» What is being asked
Send back the entries below exactly as they appear.

» Supplied records
□ □ □ □ □ □ □
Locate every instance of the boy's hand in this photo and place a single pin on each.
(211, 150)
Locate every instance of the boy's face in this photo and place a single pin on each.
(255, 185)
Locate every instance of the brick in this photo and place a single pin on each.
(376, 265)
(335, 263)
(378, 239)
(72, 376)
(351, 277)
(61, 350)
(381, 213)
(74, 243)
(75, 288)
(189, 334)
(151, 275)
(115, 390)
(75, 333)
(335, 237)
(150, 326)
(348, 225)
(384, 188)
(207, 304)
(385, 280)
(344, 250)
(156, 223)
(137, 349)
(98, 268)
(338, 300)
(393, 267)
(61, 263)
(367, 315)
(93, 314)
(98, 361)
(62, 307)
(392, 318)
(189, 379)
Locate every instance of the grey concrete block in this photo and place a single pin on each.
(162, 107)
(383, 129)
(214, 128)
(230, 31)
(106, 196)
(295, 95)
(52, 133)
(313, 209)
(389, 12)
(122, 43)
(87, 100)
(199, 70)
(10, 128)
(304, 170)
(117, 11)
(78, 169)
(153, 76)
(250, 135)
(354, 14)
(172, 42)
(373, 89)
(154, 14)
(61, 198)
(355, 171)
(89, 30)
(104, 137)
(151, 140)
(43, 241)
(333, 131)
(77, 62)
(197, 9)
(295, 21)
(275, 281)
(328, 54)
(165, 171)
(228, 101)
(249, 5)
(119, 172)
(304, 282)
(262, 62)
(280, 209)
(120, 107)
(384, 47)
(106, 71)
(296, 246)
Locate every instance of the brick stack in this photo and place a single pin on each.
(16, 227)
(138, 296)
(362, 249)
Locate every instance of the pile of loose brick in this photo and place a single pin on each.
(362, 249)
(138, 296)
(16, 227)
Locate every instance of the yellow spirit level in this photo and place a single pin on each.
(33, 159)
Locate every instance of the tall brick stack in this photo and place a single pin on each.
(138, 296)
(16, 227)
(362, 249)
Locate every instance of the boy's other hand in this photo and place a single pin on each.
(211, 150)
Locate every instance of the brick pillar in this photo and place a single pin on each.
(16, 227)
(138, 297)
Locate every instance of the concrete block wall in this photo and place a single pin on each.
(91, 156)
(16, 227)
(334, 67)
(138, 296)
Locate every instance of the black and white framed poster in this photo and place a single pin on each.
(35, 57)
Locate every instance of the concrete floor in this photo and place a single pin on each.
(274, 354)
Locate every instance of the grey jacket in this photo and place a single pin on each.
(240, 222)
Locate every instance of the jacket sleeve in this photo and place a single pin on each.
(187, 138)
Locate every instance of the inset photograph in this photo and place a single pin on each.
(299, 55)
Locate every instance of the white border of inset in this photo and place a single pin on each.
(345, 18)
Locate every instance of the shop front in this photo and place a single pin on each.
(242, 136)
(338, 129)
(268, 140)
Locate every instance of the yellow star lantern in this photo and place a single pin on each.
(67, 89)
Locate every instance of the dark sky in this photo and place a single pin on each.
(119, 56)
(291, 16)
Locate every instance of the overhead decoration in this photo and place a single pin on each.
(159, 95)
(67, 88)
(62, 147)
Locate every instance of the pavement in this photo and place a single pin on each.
□ □ □ □ □ □ □
» Answer to the problem
Locate every instance of the boy's hand in this photo and place a single pin on each.
(211, 150)
Locate every instance of the boy's face in this photo and place a single pin on each.
(255, 185)
Locate every instance of the brick in this photo and place a single pin on each.
(376, 265)
(335, 263)
(378, 239)
(72, 376)
(351, 277)
(61, 350)
(381, 213)
(74, 243)
(75, 288)
(189, 334)
(151, 275)
(115, 390)
(75, 333)
(335, 237)
(150, 326)
(348, 225)
(384, 188)
(207, 304)
(385, 280)
(344, 250)
(156, 223)
(137, 349)
(98, 268)
(338, 300)
(393, 267)
(61, 263)
(367, 315)
(93, 314)
(98, 361)
(62, 307)
(392, 318)
(189, 379)
Locate every instance of the grey concrete block in this photo and place a single pin on each.
(162, 107)
(383, 129)
(214, 128)
(230, 31)
(106, 196)
(295, 95)
(52, 133)
(313, 209)
(389, 12)
(122, 43)
(87, 100)
(199, 70)
(10, 128)
(304, 170)
(117, 11)
(78, 169)
(153, 76)
(250, 135)
(354, 14)
(172, 42)
(373, 89)
(154, 14)
(61, 198)
(355, 171)
(89, 30)
(104, 137)
(151, 140)
(43, 241)
(333, 131)
(77, 62)
(197, 9)
(295, 21)
(275, 281)
(328, 54)
(165, 171)
(228, 101)
(249, 5)
(119, 172)
(304, 282)
(262, 62)
(280, 209)
(120, 107)
(384, 47)
(106, 71)
(296, 246)
Locate every instance of the brick stack in this photo and place a single pin on each.
(16, 227)
(138, 296)
(362, 249)
Locate every instance of the pile of loose brick in this photo and place a single pin on each.
(362, 249)
(138, 296)
(16, 227)
Locate every instance of the yellow spirit level in this photo and place a single pin on each.
(33, 159)
Locate every instance of the tall brick stack in this photo and place a single pin on each.
(138, 296)
(16, 227)
(362, 249)
Locate every instance of the boy's other hand in this photo and place a single pin on each.
(211, 150)
Locate every instance of the brick pillar in this photo and place a single pin on each.
(16, 227)
(138, 297)
Locate every instance of the concrete block wall in this photo and place a single pin on each.
(91, 156)
(16, 227)
(334, 67)
(138, 296)
Locate every instance of the black and white framed poster in this photo and place a single pin on each.
(35, 57)
Locate every instance of the concrete floor in this photo and place a single pin on each.
(274, 354)
Locate every instance of the grey jacket in this photo and place a single pin on each.
(240, 222)
Locate every instance of the jacket sleeve in this photo and place a single pin on each.
(187, 138)
Locate every instance of the inset photograph in this photo and place a single pin on each.
(299, 55)
Locate every instance of the white border of inset in this photo and place a single pin on each.
(345, 18)
Locate every instance of the shop front in this photo and place a single pin on each.
(242, 136)
(338, 129)
(268, 140)
Locate every instance of the yellow star lantern in this photo and place a single pin on each.
(67, 89)
Locate every instance of the dark sky in this photo and place a single pin on each.
(119, 56)
(291, 16)
Locate every instance of the overhead decoration in this photo and place a single pin on each.
(159, 95)
(67, 88)
(62, 147)
Locate every instance of the pavement in this photo and place a single pin on each.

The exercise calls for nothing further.